• Exercise brief: Of the entries below, copy only those lines that contain the word "writing".

========================

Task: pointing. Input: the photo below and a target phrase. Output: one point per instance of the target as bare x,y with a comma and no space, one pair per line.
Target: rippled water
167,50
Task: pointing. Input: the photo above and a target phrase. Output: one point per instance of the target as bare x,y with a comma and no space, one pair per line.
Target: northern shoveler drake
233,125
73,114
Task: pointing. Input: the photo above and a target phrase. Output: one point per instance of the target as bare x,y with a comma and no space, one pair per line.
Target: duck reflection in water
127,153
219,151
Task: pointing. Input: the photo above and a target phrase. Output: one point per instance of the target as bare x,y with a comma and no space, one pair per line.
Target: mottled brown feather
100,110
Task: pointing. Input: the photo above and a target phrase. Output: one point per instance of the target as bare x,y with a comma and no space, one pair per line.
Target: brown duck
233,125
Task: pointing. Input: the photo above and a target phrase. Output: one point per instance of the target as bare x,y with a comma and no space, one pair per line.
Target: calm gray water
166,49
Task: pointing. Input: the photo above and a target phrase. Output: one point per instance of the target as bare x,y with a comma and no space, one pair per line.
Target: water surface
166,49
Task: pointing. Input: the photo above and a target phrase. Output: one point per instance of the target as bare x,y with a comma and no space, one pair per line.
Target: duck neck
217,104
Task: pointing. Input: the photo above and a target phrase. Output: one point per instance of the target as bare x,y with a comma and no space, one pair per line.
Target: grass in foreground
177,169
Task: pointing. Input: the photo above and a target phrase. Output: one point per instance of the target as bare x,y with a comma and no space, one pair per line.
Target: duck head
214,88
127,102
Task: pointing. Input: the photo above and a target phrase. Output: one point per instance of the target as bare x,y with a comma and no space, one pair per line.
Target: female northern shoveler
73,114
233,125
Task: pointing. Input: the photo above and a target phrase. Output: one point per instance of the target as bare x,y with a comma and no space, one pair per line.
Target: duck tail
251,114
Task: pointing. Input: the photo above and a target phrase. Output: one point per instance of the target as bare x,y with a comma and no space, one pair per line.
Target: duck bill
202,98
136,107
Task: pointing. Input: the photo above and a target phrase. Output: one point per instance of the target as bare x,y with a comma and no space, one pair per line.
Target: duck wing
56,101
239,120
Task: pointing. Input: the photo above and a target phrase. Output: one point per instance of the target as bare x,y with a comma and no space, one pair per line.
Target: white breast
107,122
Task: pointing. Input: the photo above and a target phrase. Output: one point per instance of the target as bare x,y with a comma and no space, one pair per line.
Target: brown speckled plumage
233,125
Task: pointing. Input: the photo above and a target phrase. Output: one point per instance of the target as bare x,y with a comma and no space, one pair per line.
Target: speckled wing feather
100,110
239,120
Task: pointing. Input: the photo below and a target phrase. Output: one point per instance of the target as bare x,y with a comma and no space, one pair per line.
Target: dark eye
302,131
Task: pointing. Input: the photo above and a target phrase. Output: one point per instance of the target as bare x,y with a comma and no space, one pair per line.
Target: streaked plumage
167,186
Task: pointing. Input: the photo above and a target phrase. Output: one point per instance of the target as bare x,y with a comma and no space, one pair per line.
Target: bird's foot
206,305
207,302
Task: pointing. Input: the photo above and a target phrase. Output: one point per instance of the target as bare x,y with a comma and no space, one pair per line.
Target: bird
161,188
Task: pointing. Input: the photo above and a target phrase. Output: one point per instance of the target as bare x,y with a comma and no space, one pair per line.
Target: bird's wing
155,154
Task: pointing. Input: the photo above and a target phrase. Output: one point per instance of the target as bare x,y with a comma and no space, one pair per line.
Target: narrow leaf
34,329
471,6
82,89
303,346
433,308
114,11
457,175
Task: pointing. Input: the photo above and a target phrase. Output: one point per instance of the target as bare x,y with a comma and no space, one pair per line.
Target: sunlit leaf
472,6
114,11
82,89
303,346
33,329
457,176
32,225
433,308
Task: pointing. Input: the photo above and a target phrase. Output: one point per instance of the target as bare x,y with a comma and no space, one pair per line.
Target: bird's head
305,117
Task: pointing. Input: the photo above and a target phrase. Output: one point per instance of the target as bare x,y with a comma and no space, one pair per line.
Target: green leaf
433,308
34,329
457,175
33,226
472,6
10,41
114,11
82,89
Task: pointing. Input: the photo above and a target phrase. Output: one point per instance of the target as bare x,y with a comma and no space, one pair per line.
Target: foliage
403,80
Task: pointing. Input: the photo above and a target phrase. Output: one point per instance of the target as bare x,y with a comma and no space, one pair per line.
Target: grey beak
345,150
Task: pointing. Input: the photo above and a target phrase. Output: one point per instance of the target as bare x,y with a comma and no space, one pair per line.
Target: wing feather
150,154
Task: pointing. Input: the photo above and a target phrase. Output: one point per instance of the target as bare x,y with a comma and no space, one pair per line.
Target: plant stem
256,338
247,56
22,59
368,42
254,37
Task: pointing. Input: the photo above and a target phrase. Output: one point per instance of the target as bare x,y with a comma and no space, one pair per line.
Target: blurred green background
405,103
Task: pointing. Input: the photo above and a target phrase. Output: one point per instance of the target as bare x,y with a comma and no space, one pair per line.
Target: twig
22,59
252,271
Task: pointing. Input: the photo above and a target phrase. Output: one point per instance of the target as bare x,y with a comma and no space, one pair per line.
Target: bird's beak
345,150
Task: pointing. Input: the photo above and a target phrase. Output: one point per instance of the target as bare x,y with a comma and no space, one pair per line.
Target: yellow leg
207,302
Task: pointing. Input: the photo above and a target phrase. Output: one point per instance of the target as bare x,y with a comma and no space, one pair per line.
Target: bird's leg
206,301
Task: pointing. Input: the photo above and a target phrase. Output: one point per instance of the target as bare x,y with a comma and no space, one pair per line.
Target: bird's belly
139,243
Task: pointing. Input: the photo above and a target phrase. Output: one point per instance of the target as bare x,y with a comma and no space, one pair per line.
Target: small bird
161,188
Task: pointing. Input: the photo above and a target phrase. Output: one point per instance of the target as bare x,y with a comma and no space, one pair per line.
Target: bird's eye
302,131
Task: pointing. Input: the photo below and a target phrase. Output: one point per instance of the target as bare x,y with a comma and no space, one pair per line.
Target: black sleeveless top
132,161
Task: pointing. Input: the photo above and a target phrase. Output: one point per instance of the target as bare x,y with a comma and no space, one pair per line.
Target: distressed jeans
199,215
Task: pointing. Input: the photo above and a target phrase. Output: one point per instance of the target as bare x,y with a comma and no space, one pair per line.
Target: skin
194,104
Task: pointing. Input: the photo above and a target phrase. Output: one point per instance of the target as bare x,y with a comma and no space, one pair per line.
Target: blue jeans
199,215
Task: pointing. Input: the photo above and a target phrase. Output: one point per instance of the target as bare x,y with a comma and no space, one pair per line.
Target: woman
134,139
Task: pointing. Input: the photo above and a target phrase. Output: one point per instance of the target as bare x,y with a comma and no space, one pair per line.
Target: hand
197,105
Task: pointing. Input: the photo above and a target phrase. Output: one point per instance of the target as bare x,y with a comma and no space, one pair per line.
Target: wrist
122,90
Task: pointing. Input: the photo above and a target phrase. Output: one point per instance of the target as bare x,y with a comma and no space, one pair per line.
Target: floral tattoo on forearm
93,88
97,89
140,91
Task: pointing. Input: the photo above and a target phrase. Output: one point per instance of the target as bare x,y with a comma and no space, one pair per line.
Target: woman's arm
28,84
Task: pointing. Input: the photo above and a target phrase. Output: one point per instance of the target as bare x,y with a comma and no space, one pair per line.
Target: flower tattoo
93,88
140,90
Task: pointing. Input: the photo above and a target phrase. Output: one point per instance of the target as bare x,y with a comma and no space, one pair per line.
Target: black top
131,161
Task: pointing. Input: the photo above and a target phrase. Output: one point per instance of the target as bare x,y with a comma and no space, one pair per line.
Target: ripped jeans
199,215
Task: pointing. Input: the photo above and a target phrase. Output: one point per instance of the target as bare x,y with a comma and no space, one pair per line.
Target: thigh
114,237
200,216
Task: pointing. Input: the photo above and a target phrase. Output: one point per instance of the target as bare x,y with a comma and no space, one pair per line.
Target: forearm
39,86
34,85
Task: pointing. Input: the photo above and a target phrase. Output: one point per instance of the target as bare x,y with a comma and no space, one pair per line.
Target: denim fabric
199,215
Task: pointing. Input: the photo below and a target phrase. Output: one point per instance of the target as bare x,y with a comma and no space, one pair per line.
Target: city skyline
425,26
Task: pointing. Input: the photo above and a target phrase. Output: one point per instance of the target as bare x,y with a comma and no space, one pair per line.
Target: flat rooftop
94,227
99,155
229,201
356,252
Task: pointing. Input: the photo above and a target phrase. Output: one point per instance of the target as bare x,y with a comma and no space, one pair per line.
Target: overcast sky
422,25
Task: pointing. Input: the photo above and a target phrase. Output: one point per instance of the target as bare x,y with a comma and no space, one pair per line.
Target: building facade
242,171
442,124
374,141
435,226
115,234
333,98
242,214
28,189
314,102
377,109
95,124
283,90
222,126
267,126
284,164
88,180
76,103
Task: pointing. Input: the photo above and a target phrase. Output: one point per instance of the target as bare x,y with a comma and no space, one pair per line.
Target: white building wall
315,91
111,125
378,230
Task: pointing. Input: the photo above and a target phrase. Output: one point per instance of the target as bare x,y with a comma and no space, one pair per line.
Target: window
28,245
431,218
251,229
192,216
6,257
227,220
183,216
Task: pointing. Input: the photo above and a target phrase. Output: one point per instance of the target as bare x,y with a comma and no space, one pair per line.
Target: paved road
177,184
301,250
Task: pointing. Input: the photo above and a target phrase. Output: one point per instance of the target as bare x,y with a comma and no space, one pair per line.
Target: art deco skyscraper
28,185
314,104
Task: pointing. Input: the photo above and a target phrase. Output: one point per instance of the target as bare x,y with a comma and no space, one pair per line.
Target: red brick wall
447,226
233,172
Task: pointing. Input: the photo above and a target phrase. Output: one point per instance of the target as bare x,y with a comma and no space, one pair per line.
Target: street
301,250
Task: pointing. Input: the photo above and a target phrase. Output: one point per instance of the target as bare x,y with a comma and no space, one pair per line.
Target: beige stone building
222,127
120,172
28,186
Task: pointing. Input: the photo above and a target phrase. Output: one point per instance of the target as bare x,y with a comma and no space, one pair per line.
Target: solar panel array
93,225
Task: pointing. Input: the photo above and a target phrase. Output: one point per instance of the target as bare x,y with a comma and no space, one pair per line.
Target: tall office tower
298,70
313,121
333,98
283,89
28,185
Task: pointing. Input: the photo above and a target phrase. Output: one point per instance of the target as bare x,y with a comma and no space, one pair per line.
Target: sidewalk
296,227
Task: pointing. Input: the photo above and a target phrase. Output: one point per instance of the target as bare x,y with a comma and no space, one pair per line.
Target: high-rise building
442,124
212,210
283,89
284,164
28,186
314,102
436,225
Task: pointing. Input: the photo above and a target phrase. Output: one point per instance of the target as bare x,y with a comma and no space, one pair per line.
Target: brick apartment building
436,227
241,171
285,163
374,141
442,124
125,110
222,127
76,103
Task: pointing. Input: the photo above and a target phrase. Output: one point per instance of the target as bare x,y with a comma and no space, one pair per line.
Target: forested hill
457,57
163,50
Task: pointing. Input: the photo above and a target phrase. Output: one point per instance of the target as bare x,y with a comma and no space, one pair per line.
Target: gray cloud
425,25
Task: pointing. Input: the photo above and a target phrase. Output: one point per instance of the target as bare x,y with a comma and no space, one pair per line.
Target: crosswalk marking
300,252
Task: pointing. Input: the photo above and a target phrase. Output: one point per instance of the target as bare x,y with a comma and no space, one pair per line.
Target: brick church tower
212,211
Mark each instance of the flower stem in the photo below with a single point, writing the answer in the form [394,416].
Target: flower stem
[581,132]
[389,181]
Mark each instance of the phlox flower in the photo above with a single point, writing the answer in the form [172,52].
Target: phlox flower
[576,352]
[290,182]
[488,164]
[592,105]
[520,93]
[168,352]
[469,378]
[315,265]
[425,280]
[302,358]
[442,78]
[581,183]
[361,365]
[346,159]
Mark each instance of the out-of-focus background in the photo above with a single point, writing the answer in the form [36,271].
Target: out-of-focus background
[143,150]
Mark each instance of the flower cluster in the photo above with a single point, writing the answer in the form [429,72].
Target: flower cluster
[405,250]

========================

• Response to the exercise:
Mark each instance of the flower stem in the photo below with a single point, writing the answer in the form [394,416].
Mark each instance of the phlox flower in the photo above with a single point, writing the answer in the form [172,52].
Mark each instance of the out-of-focus background in the photo above with a single point, writing the answer in the form [36,271].
Mark each instance of the flower cluster in the photo above with a single point, writing the answer in the form [429,72].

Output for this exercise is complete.